» **Tasks to carry out**
(a) List each thing the writer says they did during the good days described in the blog post about the emotional roller coaster.
(b) According to the blog post about the emotional roller coaster, what has fed the writer's soul more than anything?
(c) Continue the blog post about the emotional roller coaster from its final sentence.

» **Source**
══════════

The Roller Coaster Continues…

I really need to start posting on my good days, because I’m starting to annoy myself.

I envy people who can identify what they’re feeling right away. Or within the first half hour.

Heck, within the first day.

All I can process is that I hurt and I’m crying.

I actually had some really, really good days. I felt more myself. I was even feeding my soul decently. I played piano for the first time in months. I got my apartment cleaned, which feels wonderful. I have been continuing with that fantastic Bible study I mentioned in a previous post, and I think that has fed my soul more than anything. I’ve been sleeping and eating decently. I am caught up on work and starting to get ahead.

I briefly felt like things were in a good place.

══════════

» **Given data**
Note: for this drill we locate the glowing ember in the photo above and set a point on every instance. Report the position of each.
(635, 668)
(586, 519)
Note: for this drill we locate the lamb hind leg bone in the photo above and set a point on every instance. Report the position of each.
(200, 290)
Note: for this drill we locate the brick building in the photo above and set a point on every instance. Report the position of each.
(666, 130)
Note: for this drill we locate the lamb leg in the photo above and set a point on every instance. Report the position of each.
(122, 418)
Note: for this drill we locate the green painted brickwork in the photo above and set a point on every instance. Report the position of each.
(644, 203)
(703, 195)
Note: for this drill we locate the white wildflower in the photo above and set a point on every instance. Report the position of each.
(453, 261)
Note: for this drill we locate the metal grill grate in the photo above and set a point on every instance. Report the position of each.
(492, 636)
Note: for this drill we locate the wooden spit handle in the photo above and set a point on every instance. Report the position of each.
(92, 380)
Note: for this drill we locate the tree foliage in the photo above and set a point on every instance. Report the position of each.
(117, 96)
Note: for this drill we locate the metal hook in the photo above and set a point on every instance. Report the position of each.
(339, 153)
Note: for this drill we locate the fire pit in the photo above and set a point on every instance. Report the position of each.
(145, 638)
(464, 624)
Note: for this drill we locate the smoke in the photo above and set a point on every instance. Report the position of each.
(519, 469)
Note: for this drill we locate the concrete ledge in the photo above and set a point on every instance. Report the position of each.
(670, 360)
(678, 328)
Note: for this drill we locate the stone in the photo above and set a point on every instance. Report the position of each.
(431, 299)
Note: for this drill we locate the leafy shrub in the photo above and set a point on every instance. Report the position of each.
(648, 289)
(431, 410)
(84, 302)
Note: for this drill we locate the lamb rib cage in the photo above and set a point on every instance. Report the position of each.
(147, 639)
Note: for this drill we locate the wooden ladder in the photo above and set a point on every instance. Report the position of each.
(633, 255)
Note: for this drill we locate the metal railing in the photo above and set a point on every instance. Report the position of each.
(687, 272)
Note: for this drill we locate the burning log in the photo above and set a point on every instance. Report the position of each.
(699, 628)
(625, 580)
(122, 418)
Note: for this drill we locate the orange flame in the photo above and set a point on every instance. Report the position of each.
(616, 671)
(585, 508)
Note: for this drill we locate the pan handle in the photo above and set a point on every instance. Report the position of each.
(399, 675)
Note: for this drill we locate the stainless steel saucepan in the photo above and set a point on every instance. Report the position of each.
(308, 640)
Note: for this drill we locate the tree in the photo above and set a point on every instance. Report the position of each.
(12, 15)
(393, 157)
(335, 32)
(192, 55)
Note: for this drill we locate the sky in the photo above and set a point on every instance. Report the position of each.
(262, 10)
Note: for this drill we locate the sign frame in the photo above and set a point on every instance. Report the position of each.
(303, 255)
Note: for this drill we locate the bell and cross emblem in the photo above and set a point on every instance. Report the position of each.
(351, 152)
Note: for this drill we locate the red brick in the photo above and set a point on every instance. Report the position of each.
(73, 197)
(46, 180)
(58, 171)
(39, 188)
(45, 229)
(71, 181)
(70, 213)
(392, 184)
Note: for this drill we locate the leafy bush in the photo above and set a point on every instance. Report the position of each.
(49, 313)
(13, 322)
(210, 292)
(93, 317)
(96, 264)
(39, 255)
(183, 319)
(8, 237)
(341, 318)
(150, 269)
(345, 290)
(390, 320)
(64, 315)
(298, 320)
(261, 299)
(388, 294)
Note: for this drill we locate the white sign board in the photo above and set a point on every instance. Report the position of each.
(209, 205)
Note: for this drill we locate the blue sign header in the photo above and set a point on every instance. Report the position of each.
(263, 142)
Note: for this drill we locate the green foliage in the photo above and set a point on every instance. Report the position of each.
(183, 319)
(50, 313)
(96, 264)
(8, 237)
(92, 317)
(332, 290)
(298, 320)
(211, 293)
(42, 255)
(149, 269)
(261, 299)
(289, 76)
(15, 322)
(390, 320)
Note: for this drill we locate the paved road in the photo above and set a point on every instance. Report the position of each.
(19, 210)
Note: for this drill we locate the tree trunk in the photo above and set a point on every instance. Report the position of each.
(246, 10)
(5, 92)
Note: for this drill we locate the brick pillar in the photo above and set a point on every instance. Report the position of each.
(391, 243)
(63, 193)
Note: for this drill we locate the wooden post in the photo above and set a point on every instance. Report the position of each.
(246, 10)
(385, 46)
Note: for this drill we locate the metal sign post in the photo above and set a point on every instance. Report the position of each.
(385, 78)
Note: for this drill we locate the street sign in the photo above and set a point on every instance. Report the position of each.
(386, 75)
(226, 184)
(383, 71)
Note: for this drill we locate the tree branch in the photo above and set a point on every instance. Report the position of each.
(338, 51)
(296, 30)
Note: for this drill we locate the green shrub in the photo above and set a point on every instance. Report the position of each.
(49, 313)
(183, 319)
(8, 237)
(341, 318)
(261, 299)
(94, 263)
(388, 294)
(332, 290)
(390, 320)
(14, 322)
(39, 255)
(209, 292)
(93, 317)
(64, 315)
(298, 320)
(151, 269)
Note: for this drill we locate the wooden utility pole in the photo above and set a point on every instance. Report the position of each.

══════════

» **Answers for the tasks**
(a)
- Played piano for the first time in months
- Got the apartment cleaned
- Continued with the Bible study
- Slept and ate decently
- Caught up on work and started to get ahead

(b) The Bible study the writer has been continuing.

(c)
Now I’m trying to sort out what the hell just happened, whether or not I should be upset or ticked off, why my heart hurts so much, why on earth we cannot have a simple discussion (I have a theory that any serious discussion must be had earlier in the day for us, but I have not had the chance to thoroughly test this), and I still have no freaking clue how to sort out how I feel. How do people figure this out? How do emotionally healthy, aware, stable people figure out what they’re feeling?

That’s pretty much the only point of this entry. I feel like I got hit with a truck. That is the extent of my knowledge. I am torn between attempting to think about this and actually getting things done tonight.

So this is where the journal kicks in. This is where I attempt to process, #1: hit a wall there, so on to the next step. I use this to keep myself accountable and make sure I take care of myself sufficiently, and don’t do something stupid.

Not doing something stupid includes halfway processing this and then messaging him back: so no messaging. Logged out. Going to wait a minimum of 24 hours before I broach the subject again. And if I still hurt, then I’m going to wait longer. Because I do not want my response to be dictated by emotions I can’t even name. I will not be pushed around by…whatever the heck I’m feeling.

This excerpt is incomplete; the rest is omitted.